**Your instructions**
A word-for-word copy of the line containing "the worker in" and every following line to the end of the data below is all the answer should hold.

**Exercise data**
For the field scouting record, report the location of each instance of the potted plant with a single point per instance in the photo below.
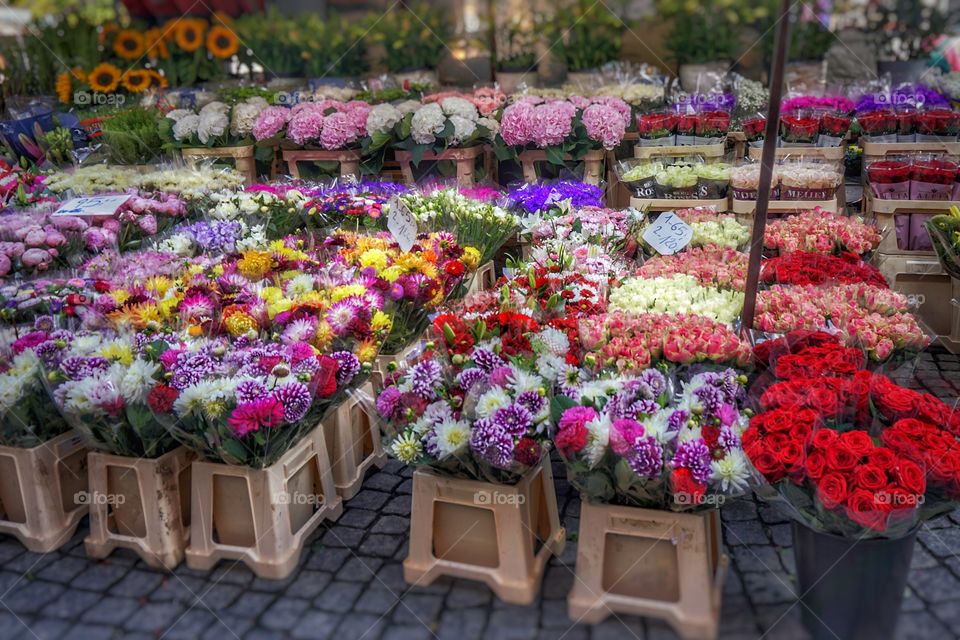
(858, 461)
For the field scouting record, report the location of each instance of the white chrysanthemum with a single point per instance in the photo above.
(186, 127)
(138, 380)
(598, 437)
(463, 128)
(213, 124)
(462, 107)
(451, 437)
(732, 472)
(489, 402)
(427, 122)
(382, 118)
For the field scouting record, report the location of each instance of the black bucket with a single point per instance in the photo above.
(850, 589)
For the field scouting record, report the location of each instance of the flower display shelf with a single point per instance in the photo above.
(592, 165)
(749, 207)
(386, 361)
(651, 563)
(349, 160)
(885, 214)
(678, 151)
(242, 156)
(668, 204)
(501, 535)
(465, 159)
(484, 279)
(141, 504)
(43, 491)
(262, 517)
(352, 436)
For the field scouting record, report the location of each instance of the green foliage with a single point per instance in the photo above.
(132, 136)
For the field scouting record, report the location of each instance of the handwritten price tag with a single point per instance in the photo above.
(402, 224)
(668, 234)
(95, 206)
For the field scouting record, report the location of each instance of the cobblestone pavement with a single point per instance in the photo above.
(349, 583)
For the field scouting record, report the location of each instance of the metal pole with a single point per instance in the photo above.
(767, 161)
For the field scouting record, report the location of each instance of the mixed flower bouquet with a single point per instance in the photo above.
(627, 441)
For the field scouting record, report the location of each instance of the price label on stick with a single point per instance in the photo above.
(402, 224)
(92, 207)
(668, 234)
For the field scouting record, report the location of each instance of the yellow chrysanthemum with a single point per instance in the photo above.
(470, 258)
(375, 258)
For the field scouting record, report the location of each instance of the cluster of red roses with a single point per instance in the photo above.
(822, 389)
(804, 268)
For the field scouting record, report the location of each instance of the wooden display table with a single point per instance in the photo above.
(242, 156)
(465, 160)
(349, 160)
(592, 165)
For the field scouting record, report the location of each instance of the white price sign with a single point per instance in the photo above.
(94, 206)
(402, 224)
(668, 234)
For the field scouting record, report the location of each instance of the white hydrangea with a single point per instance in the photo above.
(186, 127)
(427, 122)
(382, 118)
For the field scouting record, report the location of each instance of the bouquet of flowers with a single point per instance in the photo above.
(625, 442)
(677, 294)
(27, 417)
(100, 383)
(562, 127)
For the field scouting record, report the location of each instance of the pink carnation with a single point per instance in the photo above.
(271, 122)
(604, 125)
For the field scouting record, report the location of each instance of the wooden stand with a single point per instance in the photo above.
(353, 441)
(466, 160)
(43, 491)
(349, 160)
(501, 535)
(262, 517)
(667, 204)
(650, 563)
(592, 165)
(140, 504)
(242, 156)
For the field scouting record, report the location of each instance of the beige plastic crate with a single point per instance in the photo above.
(262, 517)
(140, 504)
(501, 535)
(43, 491)
(650, 563)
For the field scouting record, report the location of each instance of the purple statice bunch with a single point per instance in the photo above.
(534, 198)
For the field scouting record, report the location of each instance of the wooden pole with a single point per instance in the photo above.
(767, 161)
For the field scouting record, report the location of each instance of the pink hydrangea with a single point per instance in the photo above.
(604, 125)
(552, 123)
(271, 122)
(516, 123)
(305, 125)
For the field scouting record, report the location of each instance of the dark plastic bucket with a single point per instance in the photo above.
(850, 589)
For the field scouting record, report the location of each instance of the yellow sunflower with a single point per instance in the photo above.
(189, 33)
(104, 78)
(129, 44)
(136, 80)
(222, 42)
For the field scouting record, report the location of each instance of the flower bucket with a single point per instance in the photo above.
(140, 504)
(850, 589)
(651, 563)
(262, 517)
(352, 436)
(43, 491)
(498, 534)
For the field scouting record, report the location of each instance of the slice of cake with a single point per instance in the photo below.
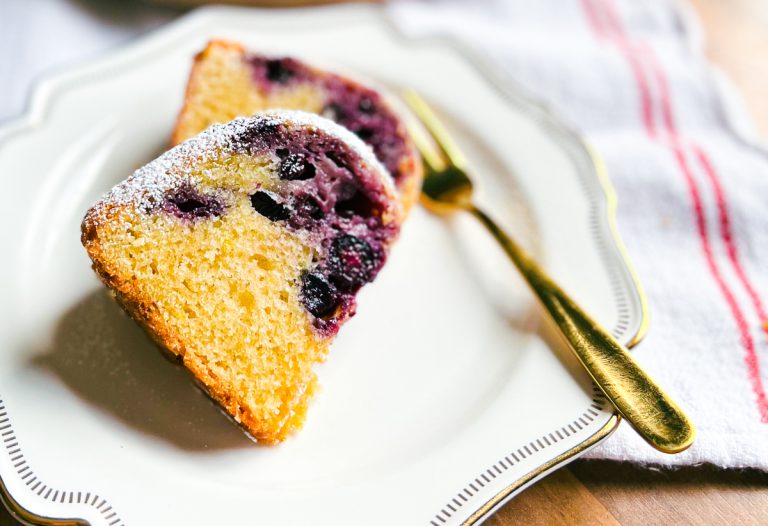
(241, 251)
(227, 82)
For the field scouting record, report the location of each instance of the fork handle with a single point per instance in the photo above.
(655, 416)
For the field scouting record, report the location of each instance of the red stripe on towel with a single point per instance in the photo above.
(614, 32)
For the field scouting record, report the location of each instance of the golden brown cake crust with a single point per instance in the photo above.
(118, 213)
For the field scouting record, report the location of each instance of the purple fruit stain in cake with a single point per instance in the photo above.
(267, 206)
(351, 262)
(317, 295)
(187, 203)
(327, 191)
(357, 108)
(362, 111)
(276, 71)
(296, 167)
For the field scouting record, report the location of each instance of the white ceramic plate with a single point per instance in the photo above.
(444, 397)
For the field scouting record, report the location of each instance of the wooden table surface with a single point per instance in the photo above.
(609, 493)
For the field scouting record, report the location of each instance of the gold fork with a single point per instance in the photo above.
(447, 187)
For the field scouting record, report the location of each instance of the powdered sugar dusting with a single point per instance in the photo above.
(146, 188)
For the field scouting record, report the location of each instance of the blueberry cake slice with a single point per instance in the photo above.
(241, 251)
(227, 81)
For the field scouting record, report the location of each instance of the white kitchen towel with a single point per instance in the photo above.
(693, 192)
(631, 76)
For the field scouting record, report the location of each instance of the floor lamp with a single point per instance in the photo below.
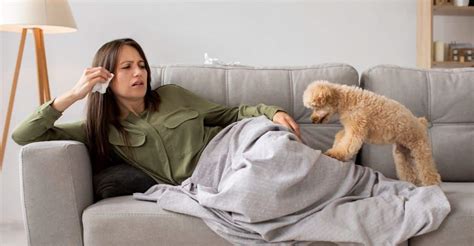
(46, 16)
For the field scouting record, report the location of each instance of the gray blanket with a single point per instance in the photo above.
(256, 184)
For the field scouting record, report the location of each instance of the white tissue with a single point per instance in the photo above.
(102, 87)
(214, 61)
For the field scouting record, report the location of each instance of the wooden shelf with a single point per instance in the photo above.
(453, 10)
(424, 32)
(452, 64)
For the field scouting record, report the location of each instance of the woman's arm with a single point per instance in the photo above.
(220, 115)
(39, 126)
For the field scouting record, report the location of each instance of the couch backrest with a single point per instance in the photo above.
(281, 86)
(446, 98)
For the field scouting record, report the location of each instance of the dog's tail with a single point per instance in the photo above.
(423, 121)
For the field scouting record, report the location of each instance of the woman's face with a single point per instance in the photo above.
(129, 82)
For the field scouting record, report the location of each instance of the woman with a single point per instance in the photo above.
(161, 132)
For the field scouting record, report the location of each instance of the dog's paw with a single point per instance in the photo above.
(432, 179)
(336, 155)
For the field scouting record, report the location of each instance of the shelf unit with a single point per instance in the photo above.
(424, 32)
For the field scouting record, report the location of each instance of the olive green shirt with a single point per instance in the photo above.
(165, 144)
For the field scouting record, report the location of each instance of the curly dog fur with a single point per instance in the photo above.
(371, 118)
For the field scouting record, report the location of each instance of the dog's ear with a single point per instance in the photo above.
(323, 96)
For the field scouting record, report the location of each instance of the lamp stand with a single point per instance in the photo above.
(43, 83)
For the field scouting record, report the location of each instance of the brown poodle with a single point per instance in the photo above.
(371, 118)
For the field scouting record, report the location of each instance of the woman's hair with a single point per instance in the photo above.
(103, 109)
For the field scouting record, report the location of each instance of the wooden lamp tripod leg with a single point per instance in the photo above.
(12, 97)
(43, 82)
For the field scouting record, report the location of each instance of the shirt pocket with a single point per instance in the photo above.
(178, 117)
(135, 138)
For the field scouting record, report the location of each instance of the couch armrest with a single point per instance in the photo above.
(56, 186)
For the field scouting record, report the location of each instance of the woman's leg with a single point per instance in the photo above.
(120, 180)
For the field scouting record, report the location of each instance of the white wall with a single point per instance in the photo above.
(362, 33)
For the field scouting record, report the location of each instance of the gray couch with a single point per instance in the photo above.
(56, 176)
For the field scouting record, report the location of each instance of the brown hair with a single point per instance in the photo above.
(103, 109)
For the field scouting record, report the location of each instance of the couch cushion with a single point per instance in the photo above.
(280, 86)
(446, 98)
(125, 221)
(458, 228)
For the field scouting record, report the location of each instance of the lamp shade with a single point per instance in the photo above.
(52, 16)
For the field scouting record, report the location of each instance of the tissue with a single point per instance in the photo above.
(102, 87)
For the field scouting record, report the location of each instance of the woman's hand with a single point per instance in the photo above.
(89, 78)
(286, 120)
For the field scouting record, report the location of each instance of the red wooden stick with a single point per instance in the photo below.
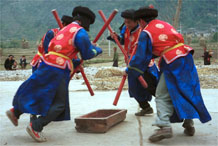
(105, 25)
(55, 13)
(80, 67)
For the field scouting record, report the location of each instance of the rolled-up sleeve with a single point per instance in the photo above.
(141, 59)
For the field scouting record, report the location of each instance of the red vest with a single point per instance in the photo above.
(36, 59)
(166, 41)
(61, 49)
(130, 40)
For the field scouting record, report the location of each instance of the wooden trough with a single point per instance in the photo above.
(100, 121)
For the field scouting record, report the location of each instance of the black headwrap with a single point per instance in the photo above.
(66, 19)
(84, 15)
(128, 14)
(146, 13)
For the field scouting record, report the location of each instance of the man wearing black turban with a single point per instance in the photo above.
(178, 96)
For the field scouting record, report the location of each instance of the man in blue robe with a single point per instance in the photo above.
(45, 93)
(178, 96)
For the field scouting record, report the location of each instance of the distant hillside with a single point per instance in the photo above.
(30, 19)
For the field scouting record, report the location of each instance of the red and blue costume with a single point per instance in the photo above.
(43, 47)
(176, 63)
(48, 86)
(136, 90)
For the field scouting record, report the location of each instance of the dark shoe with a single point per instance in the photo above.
(162, 133)
(12, 117)
(145, 112)
(37, 136)
(189, 127)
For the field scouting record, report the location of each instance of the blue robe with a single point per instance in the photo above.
(181, 79)
(36, 94)
(136, 90)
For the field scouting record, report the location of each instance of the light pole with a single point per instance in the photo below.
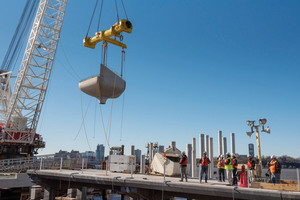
(262, 123)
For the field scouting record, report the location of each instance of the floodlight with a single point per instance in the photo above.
(262, 121)
(267, 130)
(249, 133)
(250, 123)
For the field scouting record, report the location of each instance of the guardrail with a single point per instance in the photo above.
(19, 165)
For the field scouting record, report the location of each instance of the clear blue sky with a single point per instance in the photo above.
(191, 67)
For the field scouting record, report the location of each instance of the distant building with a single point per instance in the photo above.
(100, 153)
(75, 154)
(138, 153)
(161, 148)
(62, 154)
(89, 155)
(251, 149)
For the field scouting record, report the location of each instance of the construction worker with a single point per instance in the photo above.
(183, 163)
(221, 169)
(275, 170)
(234, 168)
(204, 166)
(228, 167)
(251, 167)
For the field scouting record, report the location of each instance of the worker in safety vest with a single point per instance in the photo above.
(221, 168)
(251, 167)
(204, 161)
(183, 163)
(234, 168)
(228, 167)
(275, 170)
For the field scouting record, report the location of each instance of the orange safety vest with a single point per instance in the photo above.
(250, 164)
(204, 162)
(184, 162)
(221, 164)
(233, 165)
(273, 166)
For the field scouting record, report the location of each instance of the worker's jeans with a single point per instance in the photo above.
(234, 174)
(204, 170)
(229, 176)
(251, 175)
(221, 174)
(183, 173)
(275, 178)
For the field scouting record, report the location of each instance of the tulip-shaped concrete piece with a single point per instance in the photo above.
(107, 85)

**Written reply**
For the field scouting record, report the location of each instance of the worker in safety vest with a single point per instance in the photo above.
(221, 168)
(251, 167)
(204, 161)
(183, 163)
(234, 168)
(228, 167)
(275, 170)
For the field scouting record, report the location of each instance of the orange safety vest with a single point per instance in the photo above.
(250, 164)
(204, 162)
(184, 162)
(221, 164)
(233, 165)
(273, 166)
For the field scouting record, report the location of each instance of the worker's jeans with a single point per instance in the photo above.
(234, 174)
(204, 170)
(229, 176)
(251, 175)
(221, 174)
(183, 173)
(275, 178)
For the field scouting record, report the location of each instance of the tulip-shaped concrete piece with a single point per instance in the photo above.
(107, 85)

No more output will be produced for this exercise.